------ Текстовый фрагмент ------
Любой уважающий себя автор, пишущий о ней, все эти очевидные несуразности оговаривает. Между тем как для бульвара – будь то печатное слово, фильм или сериал – эта умышленная клюква просто сад наслаждений. Она приподнимает не только Ольгу, но и нынешнего читателя, который уже купил себе замок или довольствуется воздушными замками плюс потребление всяческого глянца. Она соответствует тренду монархически-сталинского китча, который затопил отечественный рынок околокультуры.
…Все это стало не более как прелюдией к мифу, запущенному Судоплатовым.
…Английская книга воспоминаний Судоплатова[20], которая опередила русскую, досталась мне в Америке, сразу по выходе.
Отрабатывая свой грант в Вашингтоне (“Sov-Am, или Советско-американская киноретроспектива тридцатых годов”), я оказалась в недалеком соседстве с ее издателями – Джеральдом и Леоной Шектер (я знала их еще по Москве: во время перестройки Джеральд издавал русско-американскую газетку “We – Мы”, а Леона начинала в качестве книжного агента). Я поинтересовалась, как им удалось заполучить столь сенсационные мемуары. Странным образом оказалось, что не они откопали опального генерала, а его сын, Анатолий Павлович, нашел их, предложил, можно сказать, кота в мешке и уговорил (!) взяться за проект.
Я вспоминаю об этом, потому что мне не раз придется обсуждать с Анатолием Павловичем “Казус Ольги Чеховой” – при этом возникнут некоторые qui pro quo. К примеру, он спросит (уже после смерти отца), не могу ли я найти способ заглянуть в один документ “под грифом”, который мог бы дать более или менее достоверный ответ на вопрос, была ли Ольга реально вовлечена в планы покушения на Гитлера, как упомянуто в книге.
На самом деле вовсе не Судоплатов стоял у истоков легенды о Штирлице по имени Ольга. Вскоре после конца войны в желтой английской газетке People, № 3337, появилась публикация некоего Вилли Фришауэра под названием “Шпионка, которая овладела Гитлером” (пользуюсь переводом из той папки “Из архива Службы внешней разведки РФ”, о которой речь впереди). Количество дезы (липы) в опусе зашкаливает.
------ Выдержки из записей ------
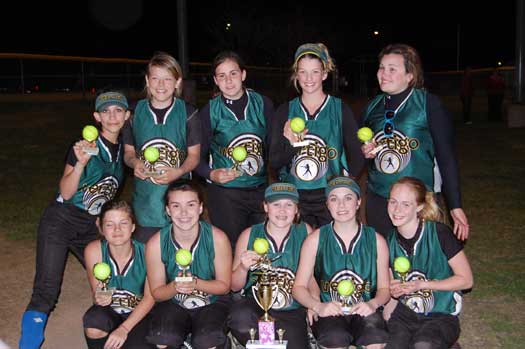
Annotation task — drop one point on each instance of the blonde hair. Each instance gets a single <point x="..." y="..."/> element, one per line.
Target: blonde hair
<point x="165" y="60"/>
<point x="431" y="210"/>
<point x="313" y="51"/>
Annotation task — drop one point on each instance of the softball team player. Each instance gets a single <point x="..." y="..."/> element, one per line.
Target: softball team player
<point x="345" y="249"/>
<point x="237" y="116"/>
<point x="285" y="238"/>
<point x="330" y="129"/>
<point x="417" y="136"/>
<point x="68" y="223"/>
<point x="199" y="306"/>
<point x="166" y="122"/>
<point x="119" y="320"/>
<point x="428" y="303"/>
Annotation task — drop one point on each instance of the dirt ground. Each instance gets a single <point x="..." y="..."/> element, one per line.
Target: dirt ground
<point x="17" y="267"/>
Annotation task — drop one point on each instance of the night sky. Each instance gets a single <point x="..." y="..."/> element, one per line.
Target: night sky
<point x="265" y="32"/>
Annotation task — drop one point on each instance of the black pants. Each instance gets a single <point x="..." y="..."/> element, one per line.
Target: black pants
<point x="245" y="314"/>
<point x="467" y="104"/>
<point x="107" y="320"/>
<point x="343" y="331"/>
<point x="312" y="205"/>
<point x="62" y="228"/>
<point x="408" y="329"/>
<point x="233" y="210"/>
<point x="171" y="323"/>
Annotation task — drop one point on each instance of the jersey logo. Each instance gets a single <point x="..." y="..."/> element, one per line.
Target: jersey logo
<point x="98" y="194"/>
<point x="396" y="152"/>
<point x="311" y="162"/>
<point x="421" y="301"/>
<point x="169" y="155"/>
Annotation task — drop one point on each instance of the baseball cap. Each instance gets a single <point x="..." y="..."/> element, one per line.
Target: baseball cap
<point x="110" y="98"/>
<point x="342" y="182"/>
<point x="313" y="49"/>
<point x="279" y="191"/>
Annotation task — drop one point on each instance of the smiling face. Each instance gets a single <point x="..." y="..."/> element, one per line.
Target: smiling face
<point x="117" y="227"/>
<point x="343" y="204"/>
<point x="281" y="213"/>
<point x="229" y="78"/>
<point x="392" y="75"/>
<point x="184" y="208"/>
<point x="161" y="84"/>
<point x="311" y="74"/>
<point x="112" y="120"/>
<point x="403" y="207"/>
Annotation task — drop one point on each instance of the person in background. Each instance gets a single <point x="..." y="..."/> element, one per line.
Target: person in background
<point x="416" y="135"/>
<point x="425" y="306"/>
<point x="466" y="93"/>
<point x="235" y="117"/>
<point x="69" y="222"/>
<point x="333" y="148"/>
<point x="168" y="123"/>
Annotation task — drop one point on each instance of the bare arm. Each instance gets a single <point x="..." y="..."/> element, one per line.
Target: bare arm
<point x="243" y="260"/>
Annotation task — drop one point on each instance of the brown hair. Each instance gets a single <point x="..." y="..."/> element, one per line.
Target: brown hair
<point x="431" y="210"/>
<point x="164" y="60"/>
<point x="412" y="61"/>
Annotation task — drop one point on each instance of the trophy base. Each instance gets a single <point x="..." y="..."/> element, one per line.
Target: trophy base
<point x="301" y="144"/>
<point x="93" y="151"/>
<point x="153" y="173"/>
<point x="256" y="344"/>
<point x="183" y="279"/>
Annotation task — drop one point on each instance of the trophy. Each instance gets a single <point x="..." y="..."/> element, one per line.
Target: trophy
<point x="265" y="293"/>
<point x="298" y="125"/>
<point x="365" y="135"/>
<point x="239" y="154"/>
<point x="183" y="258"/>
<point x="402" y="266"/>
<point x="345" y="288"/>
<point x="90" y="134"/>
<point x="102" y="272"/>
<point x="151" y="155"/>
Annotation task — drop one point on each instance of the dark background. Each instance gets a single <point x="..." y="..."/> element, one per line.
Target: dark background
<point x="266" y="32"/>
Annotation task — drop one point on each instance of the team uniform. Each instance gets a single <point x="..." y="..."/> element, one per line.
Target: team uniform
<point x="171" y="130"/>
<point x="421" y="145"/>
<point x="128" y="285"/>
<point x="226" y="124"/>
<point x="288" y="313"/>
<point x="331" y="131"/>
<point x="69" y="225"/>
<point x="426" y="315"/>
<point x="334" y="263"/>
<point x="203" y="315"/>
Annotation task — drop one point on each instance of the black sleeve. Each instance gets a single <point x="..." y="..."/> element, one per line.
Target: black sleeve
<point x="450" y="244"/>
<point x="281" y="151"/>
<point x="203" y="168"/>
<point x="193" y="126"/>
<point x="442" y="131"/>
<point x="268" y="112"/>
<point x="354" y="156"/>
<point x="127" y="133"/>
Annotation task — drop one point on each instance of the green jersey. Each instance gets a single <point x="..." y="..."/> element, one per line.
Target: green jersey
<point x="409" y="151"/>
<point x="324" y="157"/>
<point x="202" y="264"/>
<point x="428" y="262"/>
<point x="100" y="180"/>
<point x="128" y="283"/>
<point x="169" y="138"/>
<point x="285" y="266"/>
<point x="334" y="264"/>
<point x="229" y="132"/>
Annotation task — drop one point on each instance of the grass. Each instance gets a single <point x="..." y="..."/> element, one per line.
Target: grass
<point x="37" y="132"/>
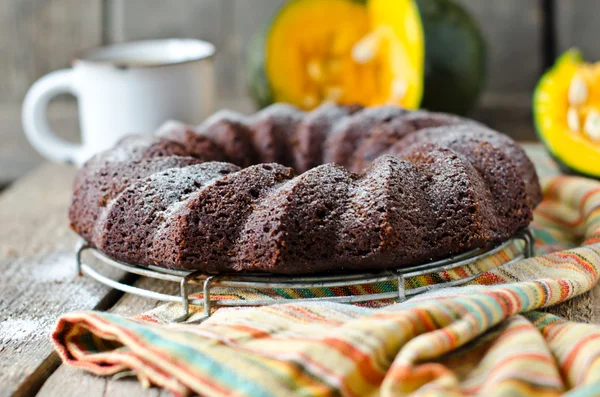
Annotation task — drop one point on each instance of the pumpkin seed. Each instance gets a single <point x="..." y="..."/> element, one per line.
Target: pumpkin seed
<point x="314" y="68"/>
<point x="573" y="120"/>
<point x="366" y="49"/>
<point x="578" y="91"/>
<point x="592" y="125"/>
<point x="333" y="93"/>
<point x="310" y="101"/>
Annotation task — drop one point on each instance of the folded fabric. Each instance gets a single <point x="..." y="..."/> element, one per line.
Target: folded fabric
<point x="488" y="338"/>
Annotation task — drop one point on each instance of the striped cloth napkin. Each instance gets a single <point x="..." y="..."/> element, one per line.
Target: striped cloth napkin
<point x="492" y="337"/>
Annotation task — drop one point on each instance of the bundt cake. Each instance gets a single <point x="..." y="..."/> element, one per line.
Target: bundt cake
<point x="373" y="188"/>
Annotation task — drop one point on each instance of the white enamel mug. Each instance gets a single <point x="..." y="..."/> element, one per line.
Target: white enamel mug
<point x="122" y="89"/>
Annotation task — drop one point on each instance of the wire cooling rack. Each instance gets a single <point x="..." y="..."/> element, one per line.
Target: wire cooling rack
<point x="258" y="281"/>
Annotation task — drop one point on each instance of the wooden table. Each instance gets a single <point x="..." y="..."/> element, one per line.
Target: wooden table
<point x="39" y="284"/>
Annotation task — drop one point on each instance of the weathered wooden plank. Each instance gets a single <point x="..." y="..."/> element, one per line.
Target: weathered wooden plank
<point x="17" y="156"/>
<point x="39" y="281"/>
<point x="577" y="26"/>
<point x="509" y="114"/>
<point x="67" y="381"/>
<point x="38" y="36"/>
<point x="512" y="29"/>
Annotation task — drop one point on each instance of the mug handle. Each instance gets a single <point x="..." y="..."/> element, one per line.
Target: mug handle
<point x="35" y="121"/>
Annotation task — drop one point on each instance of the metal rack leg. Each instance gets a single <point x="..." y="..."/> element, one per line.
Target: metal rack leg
<point x="530" y="243"/>
<point x="185" y="296"/>
<point x="82" y="245"/>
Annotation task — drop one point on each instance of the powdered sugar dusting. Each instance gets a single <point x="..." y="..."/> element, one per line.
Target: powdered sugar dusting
<point x="58" y="267"/>
<point x="280" y="111"/>
<point x="225" y="114"/>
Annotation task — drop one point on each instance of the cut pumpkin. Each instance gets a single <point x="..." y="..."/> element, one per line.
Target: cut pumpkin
<point x="353" y="54"/>
<point x="566" y="107"/>
<point x="411" y="53"/>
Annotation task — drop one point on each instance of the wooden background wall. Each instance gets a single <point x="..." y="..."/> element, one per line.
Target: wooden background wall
<point x="37" y="36"/>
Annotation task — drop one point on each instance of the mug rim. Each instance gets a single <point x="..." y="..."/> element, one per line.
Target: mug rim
------
Верните дословно часть фрагмента об Ольге Чеховой, начиная со слов «На самом деле» и заканчивая словами «в опусе зашкаливает.». Приведённые строки здесь никакой роли не играют.

Решённая задача:
На самом деле вовсе не Судоплатов стоял у истоков легенды о Штирлице по имени Ольга. Вскоре после конца войны в желтой английской газетке People, № 3337, появилась публикация некоего Вилли Фришауэра под названием “Шпионка, которая овладела Гитлером” (пользуюсь переводом из той папки “Из архива Службы внешней разведки РФ”, о которой речь впереди). Количество дезы (липы) в опусе зашкаливает.